> _Exercise goal_: Reproduce all of the data below without alteration; exclude every picture.

(Records from a point labeling set)
--- Start ---
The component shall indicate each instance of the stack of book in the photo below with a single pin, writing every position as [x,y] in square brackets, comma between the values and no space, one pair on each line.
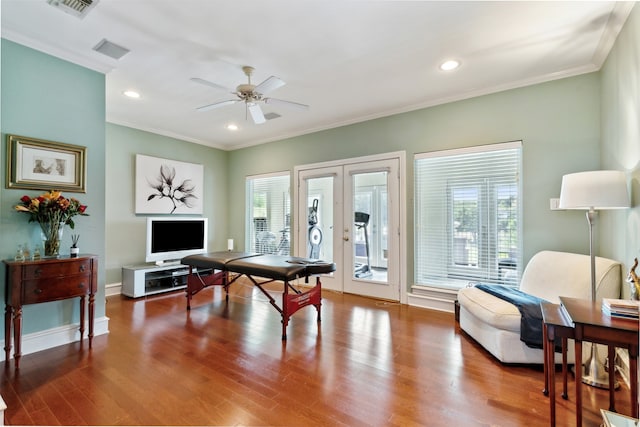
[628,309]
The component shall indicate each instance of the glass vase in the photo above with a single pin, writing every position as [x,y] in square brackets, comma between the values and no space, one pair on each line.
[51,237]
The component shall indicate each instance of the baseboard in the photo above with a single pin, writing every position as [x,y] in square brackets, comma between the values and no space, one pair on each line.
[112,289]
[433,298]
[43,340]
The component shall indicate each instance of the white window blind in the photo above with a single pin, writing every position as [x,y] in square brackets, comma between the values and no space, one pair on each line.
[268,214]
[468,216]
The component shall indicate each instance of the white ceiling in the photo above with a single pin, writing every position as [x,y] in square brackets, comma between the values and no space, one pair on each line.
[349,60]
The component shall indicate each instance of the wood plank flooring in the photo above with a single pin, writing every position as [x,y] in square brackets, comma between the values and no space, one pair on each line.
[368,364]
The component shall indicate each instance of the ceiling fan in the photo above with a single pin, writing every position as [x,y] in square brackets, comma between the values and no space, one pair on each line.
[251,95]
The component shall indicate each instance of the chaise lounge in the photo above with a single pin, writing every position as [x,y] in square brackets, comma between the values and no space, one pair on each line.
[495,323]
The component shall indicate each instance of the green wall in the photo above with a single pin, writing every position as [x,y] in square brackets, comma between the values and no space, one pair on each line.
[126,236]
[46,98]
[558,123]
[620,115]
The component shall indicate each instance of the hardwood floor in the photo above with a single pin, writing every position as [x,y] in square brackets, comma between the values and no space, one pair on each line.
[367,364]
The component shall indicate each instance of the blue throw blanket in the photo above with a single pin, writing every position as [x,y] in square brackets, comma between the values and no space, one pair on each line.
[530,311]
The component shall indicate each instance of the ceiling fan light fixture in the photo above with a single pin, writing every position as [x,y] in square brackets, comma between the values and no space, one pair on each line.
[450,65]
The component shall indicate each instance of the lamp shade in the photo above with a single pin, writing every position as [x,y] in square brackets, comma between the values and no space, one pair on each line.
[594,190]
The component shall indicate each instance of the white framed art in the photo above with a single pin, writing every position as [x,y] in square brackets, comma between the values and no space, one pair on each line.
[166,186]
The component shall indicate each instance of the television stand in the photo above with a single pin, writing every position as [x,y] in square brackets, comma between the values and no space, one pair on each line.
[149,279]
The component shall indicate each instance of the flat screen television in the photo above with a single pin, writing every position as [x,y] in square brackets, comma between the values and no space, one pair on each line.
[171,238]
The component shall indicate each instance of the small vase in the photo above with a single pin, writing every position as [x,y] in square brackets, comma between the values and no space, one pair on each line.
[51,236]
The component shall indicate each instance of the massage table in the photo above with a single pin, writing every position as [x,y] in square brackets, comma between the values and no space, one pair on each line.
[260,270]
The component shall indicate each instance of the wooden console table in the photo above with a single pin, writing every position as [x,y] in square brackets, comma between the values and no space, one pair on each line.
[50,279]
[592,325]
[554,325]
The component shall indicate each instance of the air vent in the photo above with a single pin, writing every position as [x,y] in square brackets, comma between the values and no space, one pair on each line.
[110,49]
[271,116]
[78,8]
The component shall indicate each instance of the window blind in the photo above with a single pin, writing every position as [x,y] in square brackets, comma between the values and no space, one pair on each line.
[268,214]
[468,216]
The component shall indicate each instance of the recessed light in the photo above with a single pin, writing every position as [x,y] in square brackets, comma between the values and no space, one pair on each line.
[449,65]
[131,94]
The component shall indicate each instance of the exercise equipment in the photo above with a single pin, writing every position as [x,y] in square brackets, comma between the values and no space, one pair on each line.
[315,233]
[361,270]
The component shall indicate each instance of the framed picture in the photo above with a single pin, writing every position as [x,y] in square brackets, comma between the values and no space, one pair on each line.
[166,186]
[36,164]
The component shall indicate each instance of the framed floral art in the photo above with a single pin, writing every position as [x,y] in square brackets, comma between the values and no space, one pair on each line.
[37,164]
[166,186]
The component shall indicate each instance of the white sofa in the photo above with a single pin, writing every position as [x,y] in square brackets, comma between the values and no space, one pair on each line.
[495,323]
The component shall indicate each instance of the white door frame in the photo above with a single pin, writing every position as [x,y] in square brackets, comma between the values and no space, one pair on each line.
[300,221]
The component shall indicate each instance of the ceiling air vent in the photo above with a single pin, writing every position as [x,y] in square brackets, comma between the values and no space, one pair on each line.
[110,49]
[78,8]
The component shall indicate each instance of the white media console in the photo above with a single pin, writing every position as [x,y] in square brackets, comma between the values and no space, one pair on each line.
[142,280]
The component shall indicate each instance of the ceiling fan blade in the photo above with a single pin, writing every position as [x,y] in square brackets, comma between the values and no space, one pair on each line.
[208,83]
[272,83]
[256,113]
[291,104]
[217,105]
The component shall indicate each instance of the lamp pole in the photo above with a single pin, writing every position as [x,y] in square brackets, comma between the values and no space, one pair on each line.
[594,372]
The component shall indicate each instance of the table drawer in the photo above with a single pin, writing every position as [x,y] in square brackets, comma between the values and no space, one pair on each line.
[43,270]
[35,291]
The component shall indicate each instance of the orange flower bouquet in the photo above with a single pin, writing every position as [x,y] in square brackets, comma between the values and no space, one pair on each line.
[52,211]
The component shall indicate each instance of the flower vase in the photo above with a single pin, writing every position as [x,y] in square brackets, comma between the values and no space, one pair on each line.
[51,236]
--- End ---
> _Answer in full_:
The component shall indicate each instance of the stack of book in the photo below with a single pin, writing every position as [x,y] in square brackets, comma between the values and no space, one pair on each line.
[628,309]
The component shall indicate each instance of the glass vase in the photo above with a single pin, writing every position as [x,y] in square brackets, comma between the values and no space, one pair on each line.
[51,237]
The component shall indicate each instance of the baseboard in the photo above with a single pin, writing every position as [x,y] in square brackets, comma between the values and no space, one pair on each line.
[112,289]
[433,298]
[43,340]
The component shall indicate each instance of the white window blind in the photo above with a single pin, writing every position as [x,y] in square brackets, comma between the values and no space, one pair on each line.
[268,214]
[468,216]
The component shall indicate each instance of the white ceiling in the photo above with a single pin, writing every position as [x,y] in square brackets, comma between the values and no space, one pair on each line.
[349,60]
The component shall indicate each instance of the wood plank flooring in the photo above with a single pin, writing every position as [x,y] in square brackets, comma between the values and no space, one pair on each line.
[368,364]
The component shall indicate each instance of the ceiling fan in the photo above with a single pin, writing every position as [x,y] in square brackets, comma between the values and no space, one pair on each line.
[251,95]
The component shall indicate each instance of the chaise lounge in the photo above with a single pin, writing every position as [x,y] in square brackets, comma between the values and no space, one pair on each line.
[495,323]
The component shall indicate each instance of the green wall in the photo above with a single pin, writing every position as [x,y] in square brackets, comma between the values and no space, one pair on each line.
[126,236]
[46,98]
[558,123]
[620,115]
The component shall indicate each instance of the hardwood floor in the photo above with a single pin, writing every position as [x,y] in square brackets, comma between the values and no space, one pair on each line.
[367,364]
The component shall indicate each instance of the blue throw blanket in the photo above with a single pin, writing every position as [x,y] in square brackets, comma between the values and no space, one pair on each line.
[530,311]
The component shall indicate each instance of the ceiling fan light fixture in the photo above with a single pin, writing every position as [x,y] in square brackets, comma between the values and no space, one pair on each line.
[450,65]
The component shall indicate each instance of the lamp shade in the photo above with a single pin, writing every position as [x,y] in square brackets, comma between the values and no space, one pair on each line.
[594,190]
The component shall indicate each instance of the white framed art in the photo above with a single pin, writing every position as [x,y] in square brackets, comma between the values and no space, one pair on each line.
[166,186]
The component shall indicate each instance of the television stand in the photo above with a single pin, writing every position as [x,y] in square brackets, comma between the values and no space, one pair on each line.
[149,279]
The component shall indicate each instance of the flat screen television in the photo above with a single pin, writing every position as [x,y] in square brackets, comma between the values and no space, one pair on each line.
[171,238]
The component shall indicate each instance of the small vase in the photo above with a single pin, writing every position as [x,y] in square brackets, comma between the values and no space, one pair on each line.
[51,236]
The component shall indicate each instance of the massage table in the photo above with a single pin, writing every position as [x,y] in square brackets, comma between the values and no space, one pair on each line.
[260,270]
The component shall indicate each instance of the wooden console table in the photo above with a single pin, writing every position as [x,y] in square brackets, comma between the values and no space, one pair on each line.
[50,279]
[592,325]
[554,325]
The component shall indicate each instance of the air vent in the photo above with a single pin, writing every position as [x,y] in square brackets, comma between the values and no space, one pair on each line.
[110,49]
[271,116]
[78,8]
The component shall indicate each instance of the window blind in the photo above with a single pin, writing every position as [x,y] in square brackets, comma between the values and no space, one pair on each line.
[268,214]
[468,216]
The component shall indicate each instance of the recessed light in the photo above with a single pin, writing every position as [x,y] in square brackets, comma between the values and no space, one pair on each line.
[449,65]
[131,94]
The component shall indicate each instance of the exercise equipment in the photo above with a single pin, writing every position as [x,y] in square brackets, comma between the values and no space, one pair on each line.
[315,233]
[361,270]
The component shall indicate each instance of the framed picture in the photo above with a single pin, writing every position as [x,y] in square brackets, comma between the values and no space, one pair on each line.
[166,186]
[36,164]
The component shall indicate each instance of the framed floral art in the photo above with a single pin, writing every position as [x,y] in square brackets, comma between the values and no space, one pair on each line.
[37,164]
[166,186]
The component shall indicate each instance of the white sofa in the photo above with a single pin, writing every position as [x,y] in square brackets, comma between the values and no space, one pair on each line.
[495,323]
The component shall indicate each instance of the white door frame in the photo above with a single pin, writing every position as [x,y] in square brackets, comma between the values and no space, one pair on each line.
[300,221]
The component shall indicate each instance of the ceiling air vent in the photo above with a single pin, writing every position as [x,y] in square brackets, comma between the values and no space, one pair on each line.
[110,49]
[78,8]
The component shall indicate each instance of the white media console in the photo above with a single pin, writing every position as [x,y] in square brackets, comma between the values and no space, one pair on each line.
[142,280]
The component shall indicate each instance of the ceiling fan blade in the photo above with a single pin, writing every position as [x,y] in square brackets, comma between the values and no space, one pair on each line.
[208,83]
[272,83]
[256,113]
[291,104]
[217,105]
The component shall indicate each instance of the lamp pole in the photo above with a single pin, writing every position as [x,y] in square brackets, comma between the values and no space, one pair on each line.
[594,372]
The component shall indicate each instance of the table drawer in the photo above with a single pin, writing every position as [x,y] in square brackets, comma between the values and no space, one pair on each line.
[43,270]
[35,291]
The component shall indicate each instance of the orange flower bouquet in the photo above with a single pin, writing every position as [x,y] in square brackets, comma between the values and no space, one pair on each line.
[52,211]
The component shall indicate each instance of the flower vase in the photo above with a single pin, writing every position as [x,y] in square brackets, comma between the values and no space, one pair on each line.
[51,236]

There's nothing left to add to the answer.